WHAT YOU SHOULD DO -
Check each statement against the Abdul Qadir Junejo biography and answer yes or no, quoting the words of the text that decide it. (a) Junejo's father was a police officer. (b) Junejo earned a Master of Arts in history. (c) Junejo wrote 11 Sindhi dramas for radio.

Abdul Qadir Junejo () () (13 September 1945 – 30 March 2020) was a novelist, playwright and columnist who wrote in Sindhi, Urdu and English.

Early life 
Junejo was born in the small village of Jinhan, Tharparkar, Sindh. His father was Mureed Hussain Junejo who was a police officer.

Junejo received his primary education in his native village of Jinhan. He then attended  the University of Sindh where he earned a Bachelor of Arts, a Bachelor of Education and a Master of Arts in sociology.

Career
In 1962, Junejo started working as a primary school teacher, becoming a secondary school teacher in 1972. He was then appointed Director at the Institute of Sindhology, Jamshoro. He remained chairman of Sindhi Language Authority from 15 September 2005 to 10 May 2008. He wrote 22 Sindhi dramas for radio and 11 Urdu dramas for television.

RECORDED DATA -
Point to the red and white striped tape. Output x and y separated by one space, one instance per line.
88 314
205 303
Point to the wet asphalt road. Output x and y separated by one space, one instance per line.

THE RESPONSE -
(a) Yes: "His father was Mureed Hussain Junejo who was a police officer."
(b) No: "a Master of Arts in sociology"
(c) No: "He wrote 22 Sindhi dramas for radio and 11 Urdu dramas for television."